WORK TO DO >>
Extract the final stretch of the data: the line that contains "[point] white post" and every line after it, unaltered, and no other lines.

AVAILABLE DATA >>
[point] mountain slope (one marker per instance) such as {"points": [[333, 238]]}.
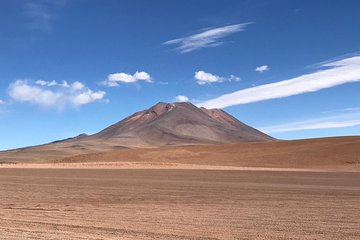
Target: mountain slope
{"points": [[182, 123], [164, 124]]}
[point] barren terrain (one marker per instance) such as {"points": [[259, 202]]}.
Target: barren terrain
{"points": [[305, 189], [178, 204]]}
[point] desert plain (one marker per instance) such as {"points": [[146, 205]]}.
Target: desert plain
{"points": [[307, 189]]}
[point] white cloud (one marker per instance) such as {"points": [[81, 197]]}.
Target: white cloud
{"points": [[52, 83], [335, 73], [181, 98], [114, 79], [203, 78], [52, 94], [77, 85], [312, 124], [207, 38], [262, 68]]}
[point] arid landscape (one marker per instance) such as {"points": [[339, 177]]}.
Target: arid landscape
{"points": [[304, 189], [178, 204], [173, 119], [176, 171]]}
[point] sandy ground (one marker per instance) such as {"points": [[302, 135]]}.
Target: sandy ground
{"points": [[69, 203]]}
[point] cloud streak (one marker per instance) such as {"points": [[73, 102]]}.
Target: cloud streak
{"points": [[207, 38], [51, 94], [181, 98], [203, 78], [262, 68], [331, 74], [312, 125], [115, 79]]}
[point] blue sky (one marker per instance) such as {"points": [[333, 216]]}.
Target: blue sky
{"points": [[289, 68]]}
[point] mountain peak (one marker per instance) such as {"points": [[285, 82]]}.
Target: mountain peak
{"points": [[180, 123]]}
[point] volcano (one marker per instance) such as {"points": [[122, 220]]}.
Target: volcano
{"points": [[164, 124], [181, 124]]}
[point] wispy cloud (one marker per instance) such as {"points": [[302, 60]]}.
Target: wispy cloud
{"points": [[210, 37], [52, 94], [332, 74], [262, 68], [203, 78], [321, 123], [181, 98], [42, 13], [115, 79]]}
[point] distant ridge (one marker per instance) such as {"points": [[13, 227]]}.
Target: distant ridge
{"points": [[164, 124]]}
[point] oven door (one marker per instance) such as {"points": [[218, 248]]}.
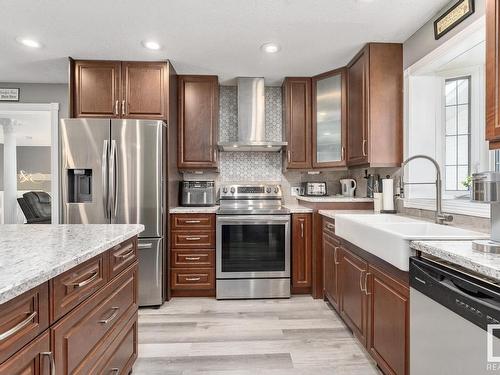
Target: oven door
{"points": [[253, 246]]}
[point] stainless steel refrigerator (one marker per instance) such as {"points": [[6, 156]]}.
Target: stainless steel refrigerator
{"points": [[114, 171]]}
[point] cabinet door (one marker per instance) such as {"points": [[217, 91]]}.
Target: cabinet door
{"points": [[357, 109], [97, 89], [388, 302], [144, 90], [198, 121], [34, 359], [353, 301], [297, 116], [492, 73], [301, 253], [331, 247], [329, 119]]}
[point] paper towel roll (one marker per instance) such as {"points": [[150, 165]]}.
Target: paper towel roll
{"points": [[388, 194]]}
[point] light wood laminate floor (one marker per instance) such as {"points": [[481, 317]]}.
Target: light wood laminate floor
{"points": [[203, 336]]}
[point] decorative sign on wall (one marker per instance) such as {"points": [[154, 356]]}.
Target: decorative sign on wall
{"points": [[9, 95], [452, 17]]}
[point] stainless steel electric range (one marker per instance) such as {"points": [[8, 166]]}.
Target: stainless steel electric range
{"points": [[253, 243]]}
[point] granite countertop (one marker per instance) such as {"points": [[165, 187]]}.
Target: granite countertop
{"points": [[332, 213], [462, 254], [33, 254], [333, 199], [298, 209], [194, 210]]}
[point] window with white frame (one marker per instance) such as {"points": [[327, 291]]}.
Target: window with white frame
{"points": [[457, 133]]}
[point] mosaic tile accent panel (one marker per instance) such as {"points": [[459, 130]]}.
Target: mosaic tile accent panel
{"points": [[250, 166], [228, 113]]}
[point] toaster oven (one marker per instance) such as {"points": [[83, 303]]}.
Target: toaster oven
{"points": [[197, 193]]}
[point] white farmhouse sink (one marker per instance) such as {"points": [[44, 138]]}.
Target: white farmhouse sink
{"points": [[388, 236]]}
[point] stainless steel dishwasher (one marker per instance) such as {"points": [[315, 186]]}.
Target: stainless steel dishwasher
{"points": [[450, 311]]}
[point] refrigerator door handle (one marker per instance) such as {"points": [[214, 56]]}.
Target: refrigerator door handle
{"points": [[112, 179], [104, 168]]}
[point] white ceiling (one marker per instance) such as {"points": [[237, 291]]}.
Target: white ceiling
{"points": [[202, 36]]}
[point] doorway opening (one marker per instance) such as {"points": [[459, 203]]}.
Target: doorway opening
{"points": [[29, 167]]}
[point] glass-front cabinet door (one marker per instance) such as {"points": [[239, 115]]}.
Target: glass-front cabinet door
{"points": [[329, 119]]}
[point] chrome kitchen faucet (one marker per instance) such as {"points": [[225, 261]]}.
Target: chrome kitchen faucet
{"points": [[441, 218]]}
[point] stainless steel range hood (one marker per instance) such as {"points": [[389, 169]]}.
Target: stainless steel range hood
{"points": [[251, 119]]}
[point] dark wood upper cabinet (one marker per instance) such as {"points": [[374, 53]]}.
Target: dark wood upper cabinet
{"points": [[97, 89], [198, 122], [388, 301], [144, 90], [301, 253], [492, 74], [116, 89], [375, 106], [353, 299], [297, 120], [329, 119]]}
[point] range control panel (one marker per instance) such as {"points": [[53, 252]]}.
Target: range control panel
{"points": [[250, 191]]}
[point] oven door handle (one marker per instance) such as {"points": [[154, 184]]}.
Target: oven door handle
{"points": [[253, 219]]}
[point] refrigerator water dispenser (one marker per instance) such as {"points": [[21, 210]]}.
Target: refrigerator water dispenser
{"points": [[79, 185]]}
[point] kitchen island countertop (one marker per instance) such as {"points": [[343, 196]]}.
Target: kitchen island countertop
{"points": [[33, 254]]}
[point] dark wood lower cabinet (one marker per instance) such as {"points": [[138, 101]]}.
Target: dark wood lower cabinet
{"points": [[301, 253], [388, 319], [95, 329], [33, 359], [371, 296], [331, 250], [353, 299]]}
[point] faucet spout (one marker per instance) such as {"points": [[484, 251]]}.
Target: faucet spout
{"points": [[441, 218]]}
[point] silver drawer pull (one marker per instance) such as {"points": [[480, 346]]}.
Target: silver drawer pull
{"points": [[52, 362], [126, 255], [87, 281], [111, 317], [18, 327]]}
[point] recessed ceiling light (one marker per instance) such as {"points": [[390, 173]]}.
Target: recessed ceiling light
{"points": [[149, 44], [29, 42], [270, 47]]}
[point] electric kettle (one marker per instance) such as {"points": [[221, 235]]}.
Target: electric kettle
{"points": [[348, 186]]}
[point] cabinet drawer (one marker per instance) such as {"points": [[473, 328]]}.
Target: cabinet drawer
{"points": [[33, 359], [119, 356], [193, 239], [76, 336], [193, 278], [22, 319], [193, 258], [121, 256], [193, 221], [74, 286], [329, 227]]}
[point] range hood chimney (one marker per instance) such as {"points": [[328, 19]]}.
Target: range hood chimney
{"points": [[251, 119]]}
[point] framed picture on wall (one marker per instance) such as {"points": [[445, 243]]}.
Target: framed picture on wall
{"points": [[452, 17], [9, 94]]}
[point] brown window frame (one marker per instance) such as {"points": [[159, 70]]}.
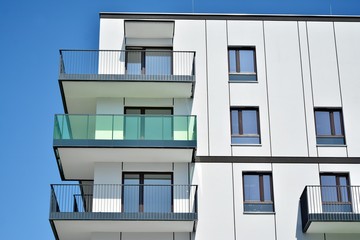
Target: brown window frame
{"points": [[261, 187], [237, 59], [241, 126], [338, 187]]}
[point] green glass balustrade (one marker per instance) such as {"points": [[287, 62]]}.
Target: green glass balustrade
{"points": [[125, 127]]}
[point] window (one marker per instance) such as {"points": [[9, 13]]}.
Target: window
{"points": [[147, 192], [329, 126], [245, 126], [148, 61], [258, 196], [242, 64], [335, 192]]}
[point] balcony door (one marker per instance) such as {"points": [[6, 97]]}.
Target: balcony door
{"points": [[335, 193], [147, 192], [143, 123], [148, 61]]}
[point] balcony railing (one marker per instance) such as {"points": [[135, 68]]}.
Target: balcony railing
{"points": [[127, 65], [126, 128], [330, 204], [124, 202]]}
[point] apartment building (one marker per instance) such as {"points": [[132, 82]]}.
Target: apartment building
{"points": [[204, 126]]}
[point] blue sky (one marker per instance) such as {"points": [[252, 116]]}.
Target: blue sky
{"points": [[32, 32]]}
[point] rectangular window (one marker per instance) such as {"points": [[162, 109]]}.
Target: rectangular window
{"points": [[335, 192], [258, 196], [329, 126], [242, 64], [245, 126], [147, 192]]}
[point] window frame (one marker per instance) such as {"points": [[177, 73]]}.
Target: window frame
{"points": [[141, 189], [143, 50], [339, 205], [241, 127], [238, 75], [261, 186], [333, 134]]}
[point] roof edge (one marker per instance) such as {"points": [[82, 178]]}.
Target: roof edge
{"points": [[217, 16]]}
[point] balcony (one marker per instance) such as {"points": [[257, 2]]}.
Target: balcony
{"points": [[82, 140], [77, 210], [89, 74], [330, 209]]}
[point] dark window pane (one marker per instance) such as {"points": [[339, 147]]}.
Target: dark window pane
{"points": [[328, 180], [158, 63], [245, 140], [249, 120], [157, 193], [234, 122], [251, 188], [323, 126], [134, 62], [247, 61], [131, 193], [330, 140], [232, 60], [267, 188], [337, 123]]}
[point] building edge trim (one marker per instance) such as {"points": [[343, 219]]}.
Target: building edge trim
{"points": [[250, 159], [209, 16]]}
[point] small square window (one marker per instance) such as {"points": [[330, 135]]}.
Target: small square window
{"points": [[245, 126], [242, 64], [335, 192], [258, 195], [329, 126]]}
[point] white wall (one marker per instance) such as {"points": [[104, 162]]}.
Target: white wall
{"points": [[252, 94], [348, 50], [285, 89], [190, 35], [215, 195], [111, 35], [218, 89]]}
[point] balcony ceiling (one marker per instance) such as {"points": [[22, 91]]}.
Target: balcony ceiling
{"points": [[334, 227], [81, 230], [80, 96], [78, 163], [149, 29]]}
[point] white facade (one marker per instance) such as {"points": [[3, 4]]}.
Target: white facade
{"points": [[302, 64]]}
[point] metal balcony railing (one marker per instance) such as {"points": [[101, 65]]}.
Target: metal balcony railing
{"points": [[330, 203], [125, 127], [127, 65], [123, 201]]}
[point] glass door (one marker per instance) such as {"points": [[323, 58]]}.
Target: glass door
{"points": [[148, 123], [335, 193], [147, 192]]}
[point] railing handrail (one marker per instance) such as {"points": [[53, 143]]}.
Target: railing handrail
{"points": [[120, 50], [119, 184], [320, 186], [126, 115]]}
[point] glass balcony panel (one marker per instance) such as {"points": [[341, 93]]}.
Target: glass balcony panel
{"points": [[131, 194], [132, 127], [134, 65], [158, 63], [125, 127]]}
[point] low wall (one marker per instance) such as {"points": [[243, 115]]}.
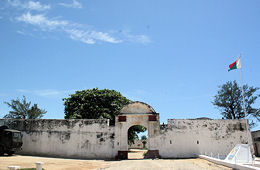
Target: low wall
{"points": [[190, 138], [76, 138]]}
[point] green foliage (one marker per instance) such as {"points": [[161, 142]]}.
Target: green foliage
{"points": [[229, 101], [133, 131], [94, 104], [21, 109], [143, 137]]}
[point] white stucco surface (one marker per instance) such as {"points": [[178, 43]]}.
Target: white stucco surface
{"points": [[190, 138], [90, 139], [95, 139]]}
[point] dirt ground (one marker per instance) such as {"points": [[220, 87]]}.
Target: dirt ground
{"points": [[135, 162]]}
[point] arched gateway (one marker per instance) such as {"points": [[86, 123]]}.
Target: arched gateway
{"points": [[137, 113]]}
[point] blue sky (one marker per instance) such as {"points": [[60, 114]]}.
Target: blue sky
{"points": [[171, 54]]}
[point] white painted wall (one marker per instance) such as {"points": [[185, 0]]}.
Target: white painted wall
{"points": [[90, 139], [189, 138], [95, 139]]}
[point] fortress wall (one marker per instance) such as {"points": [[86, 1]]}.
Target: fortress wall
{"points": [[74, 138], [189, 138]]}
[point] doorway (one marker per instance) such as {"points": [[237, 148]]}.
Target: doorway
{"points": [[137, 142]]}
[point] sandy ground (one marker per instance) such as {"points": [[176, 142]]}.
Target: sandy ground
{"points": [[135, 162]]}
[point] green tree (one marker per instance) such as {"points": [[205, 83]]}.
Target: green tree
{"points": [[143, 137], [133, 131], [96, 104], [21, 109], [229, 101]]}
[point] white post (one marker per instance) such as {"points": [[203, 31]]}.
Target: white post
{"points": [[244, 105], [38, 165], [13, 167]]}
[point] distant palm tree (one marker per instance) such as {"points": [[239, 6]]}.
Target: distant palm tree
{"points": [[23, 110]]}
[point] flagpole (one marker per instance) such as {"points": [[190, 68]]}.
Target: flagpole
{"points": [[241, 81], [244, 105]]}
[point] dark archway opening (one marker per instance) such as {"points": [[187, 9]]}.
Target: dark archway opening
{"points": [[137, 142]]}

THE COMPLETED TASK >>
[point] white post (one marker per instance) such as {"points": [[203, 31]]}.
Target: white post
{"points": [[244, 105], [38, 165], [13, 167]]}
[point] distant palm tree (one marker per instance) such as {"points": [[239, 6]]}.
Target: distant palm tree
{"points": [[23, 110]]}
[point] flagpole (one marker per instance) such as {"points": [[190, 68]]}.
Target: flagpole
{"points": [[241, 81], [244, 105]]}
[point] dark archway opening (one marker per instance) such as {"points": [[187, 9]]}.
Target: dark archway opening
{"points": [[137, 142]]}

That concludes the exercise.